**Provided entries:**
--*--

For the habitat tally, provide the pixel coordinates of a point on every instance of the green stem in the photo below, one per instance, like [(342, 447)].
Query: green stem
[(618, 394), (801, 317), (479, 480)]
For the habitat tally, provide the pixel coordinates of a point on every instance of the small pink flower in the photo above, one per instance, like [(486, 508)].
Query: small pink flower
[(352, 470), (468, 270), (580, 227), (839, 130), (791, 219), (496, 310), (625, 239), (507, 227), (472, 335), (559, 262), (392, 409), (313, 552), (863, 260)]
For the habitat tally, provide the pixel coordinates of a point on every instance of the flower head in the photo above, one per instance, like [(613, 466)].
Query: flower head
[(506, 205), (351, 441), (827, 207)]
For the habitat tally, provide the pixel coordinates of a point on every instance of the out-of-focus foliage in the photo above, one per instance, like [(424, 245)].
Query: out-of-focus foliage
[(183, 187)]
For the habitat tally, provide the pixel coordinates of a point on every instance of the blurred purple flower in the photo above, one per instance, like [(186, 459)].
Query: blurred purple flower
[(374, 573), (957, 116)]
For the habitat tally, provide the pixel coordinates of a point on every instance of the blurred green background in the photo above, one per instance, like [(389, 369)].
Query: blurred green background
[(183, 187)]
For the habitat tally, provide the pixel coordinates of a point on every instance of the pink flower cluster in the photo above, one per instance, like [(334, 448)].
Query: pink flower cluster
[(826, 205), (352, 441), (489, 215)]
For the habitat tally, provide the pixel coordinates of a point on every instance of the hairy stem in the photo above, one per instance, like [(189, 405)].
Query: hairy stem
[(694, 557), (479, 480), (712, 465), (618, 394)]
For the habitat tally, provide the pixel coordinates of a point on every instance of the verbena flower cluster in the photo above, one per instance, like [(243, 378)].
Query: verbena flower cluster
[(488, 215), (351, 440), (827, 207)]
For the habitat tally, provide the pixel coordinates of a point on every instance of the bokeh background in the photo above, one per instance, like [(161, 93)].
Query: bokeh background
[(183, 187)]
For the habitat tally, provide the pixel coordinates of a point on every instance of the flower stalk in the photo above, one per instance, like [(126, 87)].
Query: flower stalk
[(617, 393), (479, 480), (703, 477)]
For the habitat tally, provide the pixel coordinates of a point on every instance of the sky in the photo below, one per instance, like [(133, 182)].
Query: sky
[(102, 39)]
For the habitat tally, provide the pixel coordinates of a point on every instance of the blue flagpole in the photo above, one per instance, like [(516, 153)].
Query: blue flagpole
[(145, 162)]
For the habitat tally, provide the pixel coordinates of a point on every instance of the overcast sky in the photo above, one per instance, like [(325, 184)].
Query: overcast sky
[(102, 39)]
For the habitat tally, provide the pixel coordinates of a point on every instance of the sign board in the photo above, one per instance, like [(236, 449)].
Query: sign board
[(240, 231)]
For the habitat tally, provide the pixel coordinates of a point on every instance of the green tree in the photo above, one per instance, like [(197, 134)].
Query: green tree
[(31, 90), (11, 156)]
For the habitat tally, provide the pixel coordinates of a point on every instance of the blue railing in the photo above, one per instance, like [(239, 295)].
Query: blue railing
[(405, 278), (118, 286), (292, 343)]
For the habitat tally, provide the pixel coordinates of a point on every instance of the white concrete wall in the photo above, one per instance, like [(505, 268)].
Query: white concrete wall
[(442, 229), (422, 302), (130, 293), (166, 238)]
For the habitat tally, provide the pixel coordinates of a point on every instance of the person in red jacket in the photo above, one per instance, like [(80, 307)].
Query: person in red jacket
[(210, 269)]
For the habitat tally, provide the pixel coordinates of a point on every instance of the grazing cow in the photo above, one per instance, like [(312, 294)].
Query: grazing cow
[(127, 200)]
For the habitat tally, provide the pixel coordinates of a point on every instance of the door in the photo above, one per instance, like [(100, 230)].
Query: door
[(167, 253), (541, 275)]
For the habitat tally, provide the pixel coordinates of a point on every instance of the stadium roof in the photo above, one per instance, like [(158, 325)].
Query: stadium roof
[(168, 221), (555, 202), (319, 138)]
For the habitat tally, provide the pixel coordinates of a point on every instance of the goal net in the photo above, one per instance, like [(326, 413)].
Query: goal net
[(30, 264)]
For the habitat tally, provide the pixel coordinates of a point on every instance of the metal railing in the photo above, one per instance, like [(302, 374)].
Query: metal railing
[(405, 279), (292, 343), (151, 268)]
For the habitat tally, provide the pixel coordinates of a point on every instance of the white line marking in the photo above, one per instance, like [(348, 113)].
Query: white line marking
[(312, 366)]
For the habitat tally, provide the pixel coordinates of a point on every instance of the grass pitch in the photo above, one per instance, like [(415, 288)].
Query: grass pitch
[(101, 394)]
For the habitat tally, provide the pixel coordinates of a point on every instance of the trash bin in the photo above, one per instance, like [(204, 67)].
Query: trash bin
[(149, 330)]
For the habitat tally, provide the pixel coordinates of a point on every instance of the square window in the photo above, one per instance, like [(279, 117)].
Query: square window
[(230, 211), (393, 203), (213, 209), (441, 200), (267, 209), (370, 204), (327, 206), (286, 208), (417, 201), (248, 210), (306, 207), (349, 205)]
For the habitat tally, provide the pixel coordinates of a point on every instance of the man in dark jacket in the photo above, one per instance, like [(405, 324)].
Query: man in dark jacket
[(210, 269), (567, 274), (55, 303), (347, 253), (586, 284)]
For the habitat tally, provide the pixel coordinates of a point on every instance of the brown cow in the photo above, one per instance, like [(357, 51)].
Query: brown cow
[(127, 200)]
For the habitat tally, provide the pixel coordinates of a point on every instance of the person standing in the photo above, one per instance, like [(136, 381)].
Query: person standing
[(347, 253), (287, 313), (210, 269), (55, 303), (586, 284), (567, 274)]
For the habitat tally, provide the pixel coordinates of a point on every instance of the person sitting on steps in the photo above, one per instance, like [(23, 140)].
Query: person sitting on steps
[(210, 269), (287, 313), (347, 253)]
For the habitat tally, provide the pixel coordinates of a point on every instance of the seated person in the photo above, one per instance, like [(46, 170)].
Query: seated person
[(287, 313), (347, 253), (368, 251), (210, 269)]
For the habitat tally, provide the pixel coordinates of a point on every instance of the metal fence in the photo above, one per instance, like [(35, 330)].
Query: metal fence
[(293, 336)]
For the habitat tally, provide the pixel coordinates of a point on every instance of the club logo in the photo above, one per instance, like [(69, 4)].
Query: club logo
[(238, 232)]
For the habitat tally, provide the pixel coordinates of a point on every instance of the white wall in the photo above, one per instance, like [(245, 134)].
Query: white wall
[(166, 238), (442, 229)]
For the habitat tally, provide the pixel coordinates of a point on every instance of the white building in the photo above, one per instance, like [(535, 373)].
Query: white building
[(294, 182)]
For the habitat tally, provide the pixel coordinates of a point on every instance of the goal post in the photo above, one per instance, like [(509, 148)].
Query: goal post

--*--

**What this task involves:**
Reproduce all of the material above word for word.

**Result for this task:**
For the habitat tally, provide the pixel coordinates of a point on every instance of the green stem in the photo below, one per instance, like [(342, 447)].
Query: green stem
[(618, 394), (801, 317), (479, 480)]
For the habitat tally, provide the pixel coordinates of a point on every instance of the small pink flower in the photo above, one per instance, like [(486, 508)].
Query: small pink flower
[(352, 470), (468, 270), (580, 227), (839, 130), (791, 219), (496, 310), (625, 239), (507, 227), (472, 335), (559, 262), (392, 409), (313, 552), (863, 260)]
For the habitat tally, provide the pixel coordinates of a point on every instance of the flower head in the photo above, one per instance, like [(613, 466)].
Query: flower head
[(506, 205), (351, 441), (827, 207)]
For the habitat tally, provide the pixel coordinates of a point on every instance of the out-of-focus foliage in the photo above, one per instance, like [(424, 245)].
Query: out-of-focus foliage
[(183, 187)]
For the habitat tally, provide the pixel coordinates of a point on every instance of the blurred purple flower in the photo above, one per instance, like [(186, 459)].
Query: blurred purple flower
[(374, 573), (957, 116)]
For the habitat tally, provide the pixel coordinates of a point on every instance of the blurred green background in the photo above, one per instance, like [(389, 369)].
Query: blurred green background
[(183, 187)]
For the habitat tally, provide the pixel coordinates of a point on every instance of the pink flower cluster in the photo above, one per instance, like [(334, 448)].
Query: pink flower cluster
[(826, 205), (352, 441), (489, 215)]
For the habitat tally, provide the pixel coordinates of a point on every instance of the hairy stem in the photo above, one per instance, like [(189, 405)].
Query: hairy stem
[(694, 557), (479, 480), (712, 465), (618, 394)]
For the habitat tally, provide the pixel coordinates of a point on every instance of the verbena flower cluster in the photo above, one per instance, like [(243, 378)].
Query: verbena flower cluster
[(488, 215), (351, 440), (827, 207)]
For the habitat tally, provide the pixel coordinates of a point on every instance of the bokeh background in the photo above, one per instance, like [(161, 93)].
Query: bokeh background
[(183, 187)]
For the habitat tally, provide the pixel coordinates of a point on every instance of the flower stalk in the photo above, one per instance, like [(126, 87)].
Query: flower stalk
[(617, 393), (479, 480), (703, 477)]
For the habitat tally, provide the pixel coordinates of a point on every instance of the sky in the photo below, one per instance, like [(133, 182)].
Query: sky
[(102, 39)]
For the habitat tally, provide the pixel coordinates of a point on every instance of the blue flagpole in the photo above, one per instance, like [(516, 153)].
Query: blue flagpole
[(145, 162)]
For the habitat tally, provide the pixel coordinates of a point on every instance of the overcast sky in the photo above, one per instance, like [(325, 184)].
Query: overcast sky
[(102, 39)]
For the habitat tally, provide the pixel coordinates of a point on every instance of the sign board in the photo above, one per instance, like [(236, 449)].
Query: sign board
[(240, 231)]
For the habitat tally, provide the pixel coordinates of a point on every instance of the green tree in the photo above, one per instance, like [(197, 134)].
Query: green tree
[(31, 90), (11, 156)]
For the habitat tally, provide the pixel coordinates of a point on every instance of the blue railing in the photo above, one per instance, like [(239, 295)].
Query: blue railing
[(405, 278), (118, 286), (292, 343)]
For the habitat tally, provide the pixel coordinates of a point on every instance of the white concrete wall in the photo above, one per instance, like [(505, 268)].
Query: white concrete wall
[(442, 229), (422, 302), (130, 293), (166, 238)]
For the habitat tally, provide the pixel coordinates of a point on every instance of the person in red jacket in the photo above, one per instance, like [(80, 307)].
Query: person in red jacket
[(210, 269)]
For the habitat tally, provide the pixel coordinates of a point on every instance of the grazing cow in the photo above, one per instance, like [(312, 294)].
Query: grazing cow
[(127, 200)]
For the habitat tally, provide the pixel coordinates of a point on every instance of the door in the photo above, one per instance, like [(100, 230)].
Query: door
[(167, 253), (541, 275)]
For the habitat tally, provide the pixel coordinates of a point on every instance of the stadium roof in the photo above, one per instance, like [(158, 325)].
Query: stadium roof
[(168, 221), (555, 202), (319, 138)]
For the habitat tally, provide the pixel coordinates of a point on every instance of the goal net in the photo above, one per instance, like [(326, 413)].
Query: goal net
[(30, 264)]
For the habitat tally, provide the pixel coordinates of a point on every instance of the metal railing in the photo above, one per instance, like [(302, 374)].
Query: metal railing
[(405, 279), (292, 343), (151, 268)]
For the habitat tally, provide the pixel coordinates of a point on every instance of the white line marking in the photo above, one per instance, like [(348, 113)].
Query: white line marking
[(312, 366)]
For the habitat tally, provide the pixel coordinates of a point on every instance of the grass pitch in the photo above, one per instance, like [(415, 288)].
Query: grass pitch
[(101, 394)]
For the habitat tally, provide the pixel coordinates of a point on every instance of the trash bin in the photo above, one per instance, like [(204, 67)].
Query: trash bin
[(149, 330)]
For the habitat tally, provide the pixel coordinates of a point on every instance of the square window in the photo above, one per instance, like [(279, 117)].
Query: square window
[(230, 211), (393, 203), (213, 209), (441, 200), (267, 209), (370, 204), (327, 206), (286, 208), (417, 201), (248, 210), (306, 207), (349, 205)]
For the habitat tally, provide the pixel coordinates of a point on every instance of the man in dark jacket in the photo above, one per instance, like [(405, 324)].
Query: man in dark jacket
[(210, 269), (567, 274), (55, 303), (347, 253), (586, 284)]
For the habitat tally, provide the pixel coordinates of a point on every instance of the brown cow in the photo above, one per instance, like [(357, 51)].
Query: brown cow
[(127, 200)]
For the habitat tally, provide the pixel coordinates of a point on every instance of the person standing in the photo above, one per instance, like [(136, 381)].
Query: person standing
[(347, 253), (287, 313), (210, 269), (55, 303), (586, 284), (567, 274)]
For the habitat tally, provide the pixel coordinates of a point on every instance of the person sitting on steps in the photo above, one per instance, like [(23, 140)].
Query: person sitting on steps
[(210, 269), (287, 313), (347, 253)]
For the habitat tally, provide the pixel coordinates of a point on every instance of the seated person in the photo above, one per instance, like [(46, 170)].
Query: seated person
[(287, 313), (347, 253), (368, 251), (210, 269)]
For the habitat tally, provide the pixel coordinates of a point on every instance of the metal fence in the photo above, one per instance, like [(35, 330)].
Query: metal fence
[(293, 336)]
For the habitat tally, provide the pixel coordinates of a point on every instance of the club logo in the photo above, one per instance, like [(69, 4)].
Query: club logo
[(238, 232)]
For the habitat tally, provide the pixel coordinates of a point on every instance of the white wall in the photo above, one per instance, like [(245, 134)].
Query: white wall
[(166, 238), (442, 229)]
For the habitat tally, provide the pixel coordinates of a point on every instance of the white building in the photo above, one per instance, like [(535, 373)].
Query: white building
[(294, 182)]
For the habitat tally, provide the pixel coordinates of a point on every instance of the goal post in the photo above, one per instance, like [(509, 148)].
Query: goal post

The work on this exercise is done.